_Written exercise_
Set down exactly the lines running from the line with "Place a point on every instance of the palestinian" to the end of the listing below, both ends included.

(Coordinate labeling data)

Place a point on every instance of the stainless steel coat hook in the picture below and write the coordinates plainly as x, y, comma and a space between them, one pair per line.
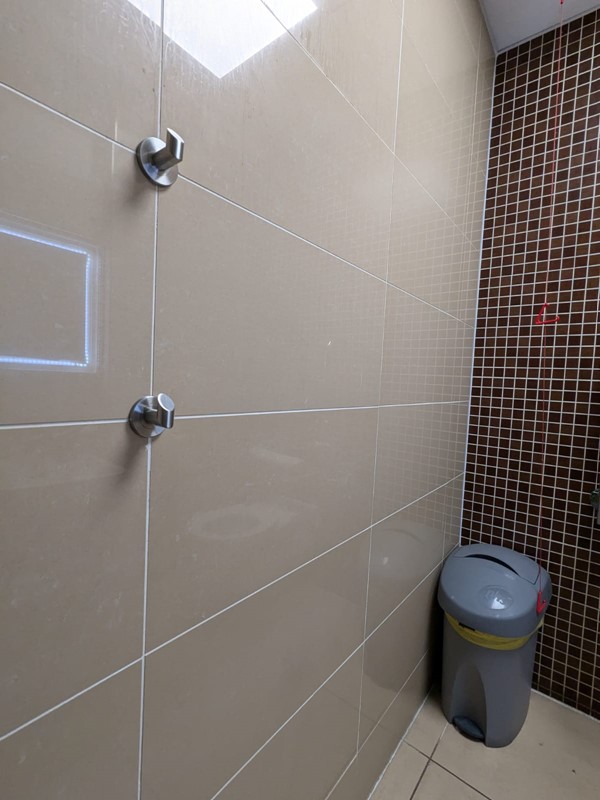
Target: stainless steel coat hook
151, 415
158, 160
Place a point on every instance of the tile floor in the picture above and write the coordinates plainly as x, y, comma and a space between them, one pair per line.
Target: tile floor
556, 757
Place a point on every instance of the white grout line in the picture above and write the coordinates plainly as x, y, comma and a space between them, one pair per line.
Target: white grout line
281, 727
401, 603
57, 113
403, 739
322, 71
144, 615
379, 720
68, 700
254, 593
330, 253
69, 424
316, 410
74, 423
418, 500
477, 296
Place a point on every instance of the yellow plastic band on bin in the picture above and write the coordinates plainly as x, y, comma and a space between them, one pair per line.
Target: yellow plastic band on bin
481, 639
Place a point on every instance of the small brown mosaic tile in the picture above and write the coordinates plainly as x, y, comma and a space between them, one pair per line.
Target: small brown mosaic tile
511, 498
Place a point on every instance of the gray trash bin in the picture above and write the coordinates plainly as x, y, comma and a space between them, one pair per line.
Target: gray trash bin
492, 614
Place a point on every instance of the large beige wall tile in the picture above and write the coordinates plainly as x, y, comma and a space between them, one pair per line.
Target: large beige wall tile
393, 651
72, 537
306, 757
272, 133
218, 693
238, 501
430, 256
449, 48
424, 125
359, 779
426, 353
88, 748
76, 247
357, 45
472, 19
419, 448
96, 63
453, 497
435, 126
250, 318
405, 548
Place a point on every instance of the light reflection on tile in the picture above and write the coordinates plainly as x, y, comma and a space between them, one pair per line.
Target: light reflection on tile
218, 693
71, 561
237, 502
273, 322
321, 173
357, 45
77, 294
96, 63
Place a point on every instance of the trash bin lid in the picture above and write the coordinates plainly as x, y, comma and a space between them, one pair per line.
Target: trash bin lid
493, 589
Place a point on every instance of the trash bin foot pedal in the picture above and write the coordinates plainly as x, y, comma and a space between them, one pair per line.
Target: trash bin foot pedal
468, 728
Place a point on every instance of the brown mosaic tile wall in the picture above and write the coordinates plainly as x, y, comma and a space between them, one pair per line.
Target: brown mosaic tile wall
505, 487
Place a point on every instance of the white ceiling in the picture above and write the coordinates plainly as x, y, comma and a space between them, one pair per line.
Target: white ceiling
514, 21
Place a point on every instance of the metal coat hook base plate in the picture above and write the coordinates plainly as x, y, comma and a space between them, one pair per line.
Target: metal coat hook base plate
151, 415
158, 160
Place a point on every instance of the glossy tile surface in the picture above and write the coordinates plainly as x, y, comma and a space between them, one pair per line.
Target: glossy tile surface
453, 496
359, 779
426, 353
401, 777
239, 501
419, 449
554, 756
96, 63
77, 225
357, 46
423, 131
393, 651
275, 135
87, 748
405, 548
307, 756
218, 693
250, 318
71, 562
430, 256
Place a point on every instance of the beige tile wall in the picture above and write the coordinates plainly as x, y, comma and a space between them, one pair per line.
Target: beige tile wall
243, 608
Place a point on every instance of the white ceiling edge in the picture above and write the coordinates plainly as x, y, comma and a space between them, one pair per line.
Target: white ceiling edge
512, 22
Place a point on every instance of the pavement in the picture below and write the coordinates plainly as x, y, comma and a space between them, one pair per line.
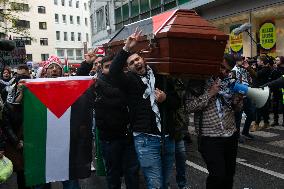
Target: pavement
260, 164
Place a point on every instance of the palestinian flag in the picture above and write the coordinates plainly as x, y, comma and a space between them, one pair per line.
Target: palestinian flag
57, 129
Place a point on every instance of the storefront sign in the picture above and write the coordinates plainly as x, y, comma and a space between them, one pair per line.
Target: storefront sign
267, 36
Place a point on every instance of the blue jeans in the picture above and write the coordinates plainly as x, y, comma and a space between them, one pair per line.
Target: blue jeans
120, 160
156, 168
68, 184
180, 164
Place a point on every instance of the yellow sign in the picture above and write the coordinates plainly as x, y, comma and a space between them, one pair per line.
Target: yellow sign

_Reply to the task_
Place a point on every instance of the palestinian flag in the picture above and write the coordinates plainly as x, y, comma and a space between them, one pair per line.
Target: palestinian flag
57, 129
Place a point on every instance of the storefront sign in the picture above and write the coordinates plainly as x, y, comma and a space between them, one pair per line.
Target: storefront sign
267, 36
Place a point on every instance of the blue jeans in the picture above and write the coordinates plainly as x, y, comma and a space between them, one pair per line.
Target: blue jeans
120, 160
156, 168
68, 184
180, 164
Place a point on every instance of the yellow sign in the picture above and write the coordinates plainly as x, y, comma and a space between them, one pair per line.
Target: yellow sign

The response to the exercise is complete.